◆ **WRITTEN TASK**:
Write the next part of the article on AV1's enhancement filters, starting right after its last sentence about the deblocking filter.

Virtually all video codecs use enhancement filters to improve subjective output quality.
By 'enhancement filters' I mean techniques that do not necessarily encode image information or improve objective coding efficiency, but make the output look better in some way. Enhancement filters must be used carefully because they tend to lose some information, and for that reason they're occasionally dismissed as if they're a deceptive cheat used to make the output quality look better than it really is.
But that's not fair. Enhancement filters are designed to mitigate or eliminate specific artifacts to which objective metrics are blind, but are obvious to the human eye. And even if filtering is a form of cheating, a good video codec needs all the practical, effective cheats it can deploy.
Filters are divided into multiple categories. First, filters can be normative or non-normative. A normative filter is a required part of the codec; it's not possible to decode the video correctly without it. A non-normative filter is optional.
Second, filters are divided according to where they're applied. There are preprocessing filters, applied to the input before coding begins, postprocessing filters applied to the output after decoding is complete, and in-loop or just loop filters that are an integrated part of the encoding process in the encoding loop. Preprocessing and postprocessing filters are usually non-normative and external to a codec. Loop filters are normative almost by definition and part of the codec itself; they're used in the coding optimization process, and applied to the reference frames stored for inter-frame coding.
AV1 uses three normative enhancement filters in the coding loop.
The first, the deblocking filter, does what it says; it removes obvious bordering artifacts at the edges of coded blocks. Although the DCT is relatively well suited to compacting energy in natural images, it still tends to concentrate error at block edges. Remember that eliminating this blocking tendency was a major reason Daala used a lapped transform, however AV1 is a more traditional codec with hard block edges. As a result, it needs a traditional deblocking filter to smooth the block edge artifacts away.

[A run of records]

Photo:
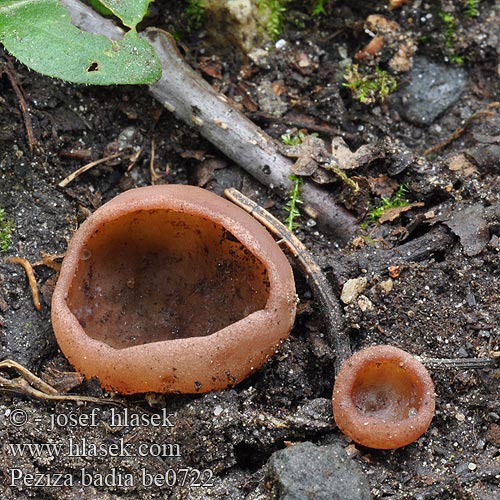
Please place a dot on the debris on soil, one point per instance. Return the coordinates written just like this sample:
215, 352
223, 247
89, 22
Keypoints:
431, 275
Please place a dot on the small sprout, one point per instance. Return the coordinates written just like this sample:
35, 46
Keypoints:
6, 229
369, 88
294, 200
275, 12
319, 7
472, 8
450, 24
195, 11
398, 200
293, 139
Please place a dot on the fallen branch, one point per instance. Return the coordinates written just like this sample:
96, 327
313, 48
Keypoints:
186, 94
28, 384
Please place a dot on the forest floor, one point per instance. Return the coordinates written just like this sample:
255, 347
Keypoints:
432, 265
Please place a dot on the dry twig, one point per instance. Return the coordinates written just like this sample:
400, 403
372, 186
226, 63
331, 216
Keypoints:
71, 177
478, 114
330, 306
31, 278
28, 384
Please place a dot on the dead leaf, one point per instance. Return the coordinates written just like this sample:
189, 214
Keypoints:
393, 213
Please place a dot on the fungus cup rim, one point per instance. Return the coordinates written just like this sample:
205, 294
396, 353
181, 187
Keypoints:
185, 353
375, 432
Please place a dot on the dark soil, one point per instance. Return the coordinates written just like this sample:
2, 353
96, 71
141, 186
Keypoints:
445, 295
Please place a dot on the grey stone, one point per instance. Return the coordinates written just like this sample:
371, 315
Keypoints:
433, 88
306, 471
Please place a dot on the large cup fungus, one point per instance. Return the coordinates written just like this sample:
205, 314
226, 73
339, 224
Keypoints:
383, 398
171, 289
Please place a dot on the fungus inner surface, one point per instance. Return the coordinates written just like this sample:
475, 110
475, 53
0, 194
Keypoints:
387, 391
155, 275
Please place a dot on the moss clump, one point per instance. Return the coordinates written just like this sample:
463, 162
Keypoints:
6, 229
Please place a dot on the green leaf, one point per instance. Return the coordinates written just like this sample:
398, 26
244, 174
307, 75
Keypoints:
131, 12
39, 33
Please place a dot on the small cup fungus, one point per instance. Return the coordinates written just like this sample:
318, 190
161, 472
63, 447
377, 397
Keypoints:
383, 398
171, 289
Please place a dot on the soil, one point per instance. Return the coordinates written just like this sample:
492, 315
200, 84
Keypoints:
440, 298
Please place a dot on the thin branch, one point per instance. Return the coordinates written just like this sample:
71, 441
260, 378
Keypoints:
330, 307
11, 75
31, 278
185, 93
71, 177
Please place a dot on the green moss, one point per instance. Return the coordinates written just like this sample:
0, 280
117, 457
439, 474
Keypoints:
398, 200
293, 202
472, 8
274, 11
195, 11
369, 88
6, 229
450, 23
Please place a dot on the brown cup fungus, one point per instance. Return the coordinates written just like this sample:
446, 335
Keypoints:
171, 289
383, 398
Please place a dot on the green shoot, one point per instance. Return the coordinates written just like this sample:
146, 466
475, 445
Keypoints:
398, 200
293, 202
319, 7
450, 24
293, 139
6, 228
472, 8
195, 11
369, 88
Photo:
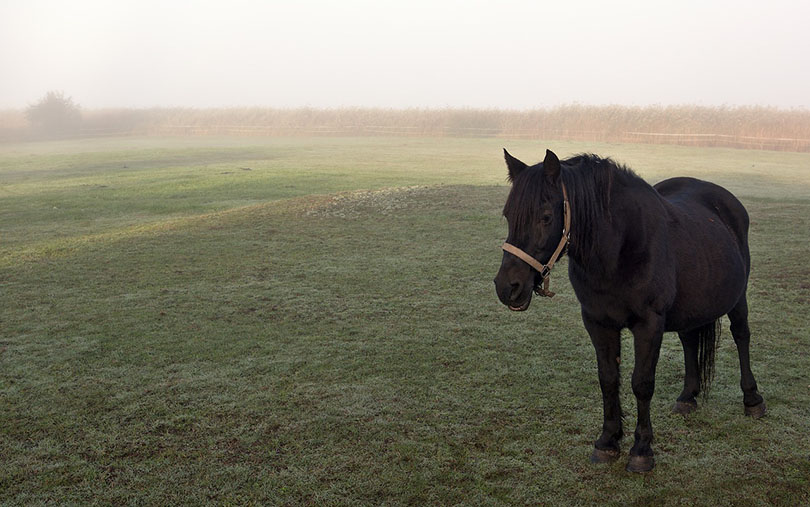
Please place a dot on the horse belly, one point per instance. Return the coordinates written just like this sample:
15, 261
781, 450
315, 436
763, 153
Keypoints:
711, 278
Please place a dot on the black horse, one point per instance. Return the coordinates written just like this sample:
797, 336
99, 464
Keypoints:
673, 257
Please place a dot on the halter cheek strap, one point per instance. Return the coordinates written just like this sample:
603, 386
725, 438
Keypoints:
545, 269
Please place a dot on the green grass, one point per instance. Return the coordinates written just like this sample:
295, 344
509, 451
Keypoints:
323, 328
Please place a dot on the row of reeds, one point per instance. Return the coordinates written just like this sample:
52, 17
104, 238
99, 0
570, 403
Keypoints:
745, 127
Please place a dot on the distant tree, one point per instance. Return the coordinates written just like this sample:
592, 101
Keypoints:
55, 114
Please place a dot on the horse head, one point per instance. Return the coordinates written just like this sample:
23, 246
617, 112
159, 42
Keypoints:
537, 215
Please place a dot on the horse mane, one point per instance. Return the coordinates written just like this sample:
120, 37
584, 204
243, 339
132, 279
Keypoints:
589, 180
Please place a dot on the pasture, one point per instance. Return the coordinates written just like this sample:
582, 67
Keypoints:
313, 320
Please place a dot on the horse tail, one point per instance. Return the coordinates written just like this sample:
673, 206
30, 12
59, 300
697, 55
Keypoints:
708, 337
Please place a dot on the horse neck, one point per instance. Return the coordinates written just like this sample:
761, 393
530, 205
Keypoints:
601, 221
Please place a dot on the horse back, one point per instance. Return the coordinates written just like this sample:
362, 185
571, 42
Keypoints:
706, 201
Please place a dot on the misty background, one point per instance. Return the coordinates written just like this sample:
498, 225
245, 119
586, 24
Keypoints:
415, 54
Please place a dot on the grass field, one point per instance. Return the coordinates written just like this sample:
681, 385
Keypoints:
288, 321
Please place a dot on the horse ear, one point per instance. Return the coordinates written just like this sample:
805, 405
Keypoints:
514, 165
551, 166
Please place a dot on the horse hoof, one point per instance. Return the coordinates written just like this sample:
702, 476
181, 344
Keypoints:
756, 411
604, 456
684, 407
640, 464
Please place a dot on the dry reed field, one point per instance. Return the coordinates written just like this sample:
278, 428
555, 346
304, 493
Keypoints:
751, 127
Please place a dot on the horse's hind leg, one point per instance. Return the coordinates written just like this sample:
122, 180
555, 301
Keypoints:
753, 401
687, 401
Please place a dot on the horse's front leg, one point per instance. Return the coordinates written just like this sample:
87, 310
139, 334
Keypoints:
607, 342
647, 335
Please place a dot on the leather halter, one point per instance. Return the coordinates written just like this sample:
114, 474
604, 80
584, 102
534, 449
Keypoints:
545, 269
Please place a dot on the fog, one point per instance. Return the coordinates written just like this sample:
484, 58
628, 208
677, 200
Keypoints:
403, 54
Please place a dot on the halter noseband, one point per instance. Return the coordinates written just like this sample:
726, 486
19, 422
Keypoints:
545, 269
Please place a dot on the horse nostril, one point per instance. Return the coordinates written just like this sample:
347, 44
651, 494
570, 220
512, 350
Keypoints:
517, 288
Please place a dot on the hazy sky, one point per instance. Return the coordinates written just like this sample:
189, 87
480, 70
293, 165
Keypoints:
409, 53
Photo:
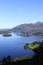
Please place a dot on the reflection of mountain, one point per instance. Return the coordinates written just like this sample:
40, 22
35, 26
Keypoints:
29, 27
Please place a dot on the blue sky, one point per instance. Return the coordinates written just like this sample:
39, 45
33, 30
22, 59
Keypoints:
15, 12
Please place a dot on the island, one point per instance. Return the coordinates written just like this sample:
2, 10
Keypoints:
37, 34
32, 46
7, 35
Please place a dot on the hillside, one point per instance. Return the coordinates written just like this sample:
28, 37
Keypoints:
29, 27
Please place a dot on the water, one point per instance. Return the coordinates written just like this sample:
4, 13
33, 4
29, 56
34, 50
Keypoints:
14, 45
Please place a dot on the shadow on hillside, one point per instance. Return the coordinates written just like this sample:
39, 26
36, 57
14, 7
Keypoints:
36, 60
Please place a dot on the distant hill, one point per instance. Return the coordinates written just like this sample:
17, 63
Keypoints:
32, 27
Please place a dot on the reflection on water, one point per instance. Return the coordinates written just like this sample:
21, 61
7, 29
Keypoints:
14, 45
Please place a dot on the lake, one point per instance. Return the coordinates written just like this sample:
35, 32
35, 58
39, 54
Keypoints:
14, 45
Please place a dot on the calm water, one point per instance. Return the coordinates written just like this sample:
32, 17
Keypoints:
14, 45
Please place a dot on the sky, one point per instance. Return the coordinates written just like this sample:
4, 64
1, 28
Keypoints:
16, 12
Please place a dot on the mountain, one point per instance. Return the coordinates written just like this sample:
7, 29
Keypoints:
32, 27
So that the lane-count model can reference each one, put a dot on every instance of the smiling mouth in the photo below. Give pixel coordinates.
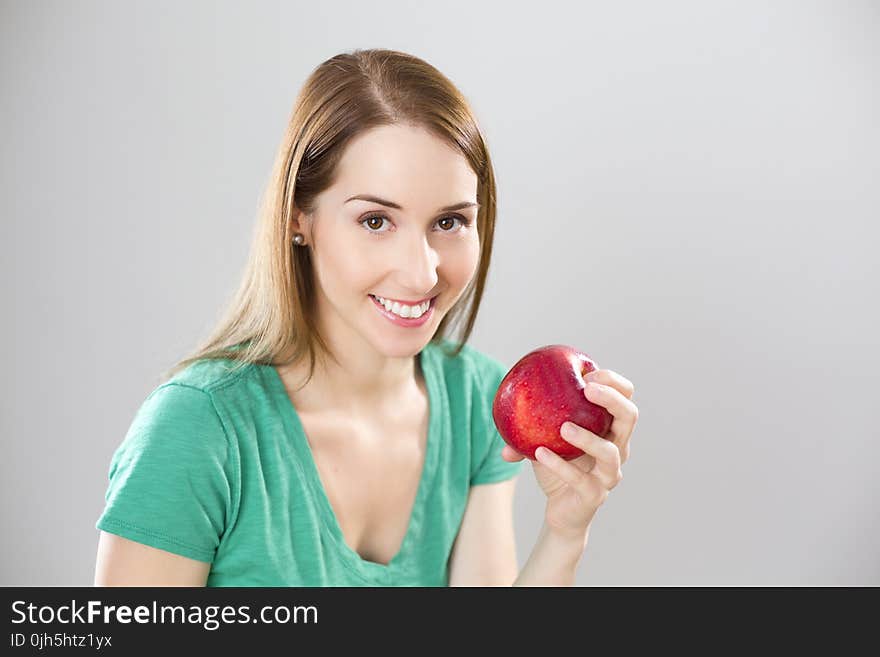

--

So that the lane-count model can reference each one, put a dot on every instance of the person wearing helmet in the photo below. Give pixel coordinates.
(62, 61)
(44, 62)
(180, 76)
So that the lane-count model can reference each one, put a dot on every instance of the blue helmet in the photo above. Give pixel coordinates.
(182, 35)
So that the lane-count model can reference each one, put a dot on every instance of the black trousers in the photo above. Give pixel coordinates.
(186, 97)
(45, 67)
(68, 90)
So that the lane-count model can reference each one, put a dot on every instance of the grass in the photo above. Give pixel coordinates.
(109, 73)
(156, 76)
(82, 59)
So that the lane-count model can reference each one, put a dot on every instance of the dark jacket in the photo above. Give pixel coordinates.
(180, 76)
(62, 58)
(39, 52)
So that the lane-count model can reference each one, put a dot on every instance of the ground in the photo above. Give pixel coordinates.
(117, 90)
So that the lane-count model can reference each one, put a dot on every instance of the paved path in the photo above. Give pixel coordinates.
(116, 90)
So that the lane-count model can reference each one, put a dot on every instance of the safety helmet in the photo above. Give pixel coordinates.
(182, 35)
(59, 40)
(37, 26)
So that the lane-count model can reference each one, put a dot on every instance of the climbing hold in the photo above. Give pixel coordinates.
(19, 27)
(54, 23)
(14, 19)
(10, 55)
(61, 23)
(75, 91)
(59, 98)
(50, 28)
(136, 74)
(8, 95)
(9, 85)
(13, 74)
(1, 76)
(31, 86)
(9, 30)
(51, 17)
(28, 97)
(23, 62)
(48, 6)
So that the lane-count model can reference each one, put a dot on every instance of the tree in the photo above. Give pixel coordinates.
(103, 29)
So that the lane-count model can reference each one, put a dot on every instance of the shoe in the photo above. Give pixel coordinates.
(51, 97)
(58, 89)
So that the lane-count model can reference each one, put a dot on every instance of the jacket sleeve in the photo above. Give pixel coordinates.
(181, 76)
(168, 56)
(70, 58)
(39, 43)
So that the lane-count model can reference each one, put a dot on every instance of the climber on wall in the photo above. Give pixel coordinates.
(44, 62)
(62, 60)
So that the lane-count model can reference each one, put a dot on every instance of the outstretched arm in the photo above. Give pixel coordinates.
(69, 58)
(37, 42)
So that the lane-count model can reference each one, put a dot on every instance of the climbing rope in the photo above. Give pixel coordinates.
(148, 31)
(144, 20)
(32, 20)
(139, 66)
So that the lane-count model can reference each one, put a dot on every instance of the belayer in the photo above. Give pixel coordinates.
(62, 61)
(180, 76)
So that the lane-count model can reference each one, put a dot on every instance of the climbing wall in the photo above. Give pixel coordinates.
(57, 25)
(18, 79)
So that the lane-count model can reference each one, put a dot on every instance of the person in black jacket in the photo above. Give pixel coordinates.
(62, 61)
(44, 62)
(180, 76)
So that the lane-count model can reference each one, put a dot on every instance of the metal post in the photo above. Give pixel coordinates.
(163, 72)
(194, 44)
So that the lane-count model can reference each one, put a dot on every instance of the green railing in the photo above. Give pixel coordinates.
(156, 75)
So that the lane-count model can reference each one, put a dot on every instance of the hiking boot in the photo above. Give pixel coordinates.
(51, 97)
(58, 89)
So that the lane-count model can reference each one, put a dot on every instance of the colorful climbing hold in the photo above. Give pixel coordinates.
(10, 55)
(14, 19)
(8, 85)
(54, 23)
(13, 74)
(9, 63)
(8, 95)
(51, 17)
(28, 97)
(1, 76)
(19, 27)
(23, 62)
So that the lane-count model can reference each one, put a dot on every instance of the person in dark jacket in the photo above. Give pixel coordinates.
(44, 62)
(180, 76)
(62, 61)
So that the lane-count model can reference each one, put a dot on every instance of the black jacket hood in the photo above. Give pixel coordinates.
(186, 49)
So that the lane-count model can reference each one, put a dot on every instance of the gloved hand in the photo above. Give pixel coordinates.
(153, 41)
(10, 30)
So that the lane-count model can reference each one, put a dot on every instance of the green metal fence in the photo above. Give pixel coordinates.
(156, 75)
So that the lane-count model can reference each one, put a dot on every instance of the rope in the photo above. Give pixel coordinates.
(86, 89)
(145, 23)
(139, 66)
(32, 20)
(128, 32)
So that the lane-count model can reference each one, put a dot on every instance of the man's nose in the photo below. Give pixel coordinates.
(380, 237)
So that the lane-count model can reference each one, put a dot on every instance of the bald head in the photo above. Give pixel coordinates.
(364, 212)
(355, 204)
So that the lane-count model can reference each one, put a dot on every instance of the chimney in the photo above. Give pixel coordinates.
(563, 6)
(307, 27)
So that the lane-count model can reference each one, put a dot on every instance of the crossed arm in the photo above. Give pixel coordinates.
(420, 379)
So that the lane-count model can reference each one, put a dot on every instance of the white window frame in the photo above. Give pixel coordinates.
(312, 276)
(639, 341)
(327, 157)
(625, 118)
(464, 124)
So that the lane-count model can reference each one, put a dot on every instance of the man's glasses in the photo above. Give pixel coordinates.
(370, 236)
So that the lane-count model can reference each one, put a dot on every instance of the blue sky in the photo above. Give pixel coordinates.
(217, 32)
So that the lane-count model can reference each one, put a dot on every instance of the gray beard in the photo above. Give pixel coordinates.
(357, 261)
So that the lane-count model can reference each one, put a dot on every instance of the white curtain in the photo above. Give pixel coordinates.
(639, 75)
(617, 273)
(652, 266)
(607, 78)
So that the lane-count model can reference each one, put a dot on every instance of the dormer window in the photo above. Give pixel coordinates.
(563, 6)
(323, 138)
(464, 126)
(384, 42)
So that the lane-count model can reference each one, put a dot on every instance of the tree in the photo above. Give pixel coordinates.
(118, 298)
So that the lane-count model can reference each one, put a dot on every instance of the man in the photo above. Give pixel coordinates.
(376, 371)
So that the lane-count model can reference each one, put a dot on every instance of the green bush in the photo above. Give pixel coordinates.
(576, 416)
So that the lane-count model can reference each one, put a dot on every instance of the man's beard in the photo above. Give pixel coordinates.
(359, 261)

◆ **EXERCISE RESPONSE**:
The last of the three filters is the Loop Restoration filter. It consists of two configurable and switchable filters, a Wiener filter and a Self-Guided filter. Both are convolving filters that try to build a kernel to restore some lost quality of the original input image and are usually used for denoising and/or edge enhancement. For purposes of AV1, they're effectively general-purpose denoising filters that remove DCT basis noise via a configurable amount of blurring.
The filter between the two, the Constrained Directional Enhancement Filter is the one we're interested in here; like the loop restoration filter, it removes ringing and basis noise around sharp edges, but unlike the loop restoration filter, it's directional. It can follow edges, as opposed to blindly filtering in all directions like most filters. This makes CDEF especially interesting; it's the first practical and useful directional filter applied in video coding.
The CDEF story isn't perfectly linear; it's long and full of backtracks, asides, and dead ends. CDEF brings multiple research paths together, each providing an idea or an inspiration toward the final Constrained Directional Enhancement Filter in AV1. The 'Directional' aspect of CDEF is especially novel in implementation, but draws ideas and inspiration from several different places.
The whole point of transforming blocks of pixel data using the DCT and DCT-like transforms is to represent that block of pixels using fewer numbers. The DCT is pretty good at compacting the energy in most visual images, that is, it tends to collect spread out pixel patterns into just a few important output coefficients.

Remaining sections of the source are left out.